__Excerpted text__.
===

# 4th of July Shoot



## Bears Butt (Sep 12, 2007)

It's that time of year again..4th of July..I will be having another blackpowder shoot to celebrate the 4th of July again this year. $10 to play and all proceeds go to the Willard Volunteer Fire Department.

I have some great shoots lined up and none of them are easy...well at least for me they aren't. The past 3 years we have also had the good company of the Brigham City Bowmen (and women) competing with the rifle shooters and so, if that is your preference, please come and play using your bow. If you do, please bring your own backstop as mine is designed for rifle and pistol shooting only.

It will be hot, so bring some shade. I will have 5 gallons of water on hand but if you prefer something else to drink you will have to provide that. Remember, it's illegal to drink alcoholic beverages in Box Elder County while engaged in a shooting event.

I have some "stinking rules" and everyone, even spectators, need to sign a release form. There will be a lot of great competition from the Willow Creek Free Trappers group as well as the Malad River Muzzleloaders. It's muzzleloader shooting and I even allow in-lines to play...just no scopes please. Anyone bringing a scope will have duct tape placed over both ends so as to prevent cheating. All ages, all sexual preferences, all I ask is for you to be safe and have fun. Lots of great prizes! More than a lot of heckling from me and others at the event.

If you want to see some spectacular (and some not so spectacular) shooting please come and visit. I'm expecting about 50 people and hoping for more! Please be one of them!

1 p.m. sharp on the 4th of July. The shoot takes place East of town in a gravel pit and I have a big sign on highway 89 directing you as to where to turn.

Some of you from this forum have been to this shoot in the past..please put in a plug for it. Any questions???


----------

===

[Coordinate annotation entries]
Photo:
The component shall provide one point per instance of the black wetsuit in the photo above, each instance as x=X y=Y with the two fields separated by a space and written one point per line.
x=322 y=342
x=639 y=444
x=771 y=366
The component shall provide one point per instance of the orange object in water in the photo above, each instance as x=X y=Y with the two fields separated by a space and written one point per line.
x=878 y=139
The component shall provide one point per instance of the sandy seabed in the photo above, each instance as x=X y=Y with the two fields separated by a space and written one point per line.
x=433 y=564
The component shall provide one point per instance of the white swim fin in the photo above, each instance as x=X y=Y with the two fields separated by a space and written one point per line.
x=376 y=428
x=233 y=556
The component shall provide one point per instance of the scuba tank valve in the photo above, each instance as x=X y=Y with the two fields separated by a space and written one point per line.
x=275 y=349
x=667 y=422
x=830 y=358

===

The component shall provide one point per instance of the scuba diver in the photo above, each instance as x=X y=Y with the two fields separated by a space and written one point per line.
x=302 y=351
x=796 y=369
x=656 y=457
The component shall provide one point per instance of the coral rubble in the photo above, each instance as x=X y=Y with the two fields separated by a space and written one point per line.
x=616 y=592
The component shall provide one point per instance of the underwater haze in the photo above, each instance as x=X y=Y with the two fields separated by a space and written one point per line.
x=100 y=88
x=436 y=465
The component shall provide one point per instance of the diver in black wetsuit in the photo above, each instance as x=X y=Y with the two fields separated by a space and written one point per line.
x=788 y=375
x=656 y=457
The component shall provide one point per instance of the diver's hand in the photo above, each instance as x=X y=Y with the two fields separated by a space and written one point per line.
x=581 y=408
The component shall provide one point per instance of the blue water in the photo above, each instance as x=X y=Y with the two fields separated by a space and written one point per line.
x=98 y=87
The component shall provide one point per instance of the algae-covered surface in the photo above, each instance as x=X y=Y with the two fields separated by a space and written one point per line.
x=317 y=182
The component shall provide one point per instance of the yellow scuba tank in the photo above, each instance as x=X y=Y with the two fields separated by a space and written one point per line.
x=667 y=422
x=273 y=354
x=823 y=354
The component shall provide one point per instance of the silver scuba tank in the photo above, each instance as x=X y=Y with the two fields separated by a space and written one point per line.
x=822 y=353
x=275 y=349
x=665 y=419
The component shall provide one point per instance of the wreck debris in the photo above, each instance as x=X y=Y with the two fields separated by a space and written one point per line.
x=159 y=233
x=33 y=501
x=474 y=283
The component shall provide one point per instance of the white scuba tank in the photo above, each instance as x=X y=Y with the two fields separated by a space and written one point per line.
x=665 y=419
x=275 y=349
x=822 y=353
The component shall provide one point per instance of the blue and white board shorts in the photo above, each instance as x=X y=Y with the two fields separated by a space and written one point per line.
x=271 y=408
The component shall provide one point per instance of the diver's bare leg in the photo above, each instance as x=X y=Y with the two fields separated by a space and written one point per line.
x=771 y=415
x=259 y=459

===

__Work to do__.
A. Answer these questions using the 4th of July shoot post:
(i) Which organization receives all proceeds from the shoot?
(ii) What are people using a bow asked to bring?
(iii) At what time does the shoot begin?
B. Reproduce the part of the 4th of July shoot post between "It's that time" and "pistol shooting only.", inclusive.

__Task-by-task outputs__.
A.
(i) The Willard Volunteer Fire Department.
(ii) Their own backstop.
(iii) 1 p.m. sharp.

B.
It's that time of year again..4th of July..I will be having another blackpowder shoot to celebrate the 4th of July again this year. $10 to play and all proceeds go to the Willard Volunteer Fire Department.

I have some great shoots lined up and none of them are easy...well at least for me they aren't. The past 3 years we have also had the good company of the Brigham City Bowmen (and women) competing with the rifle shooters and so, if that is your preference, please come and play using your bow. If you do, please bring your own backstop as mine is designed for rifle and pistol shooting only.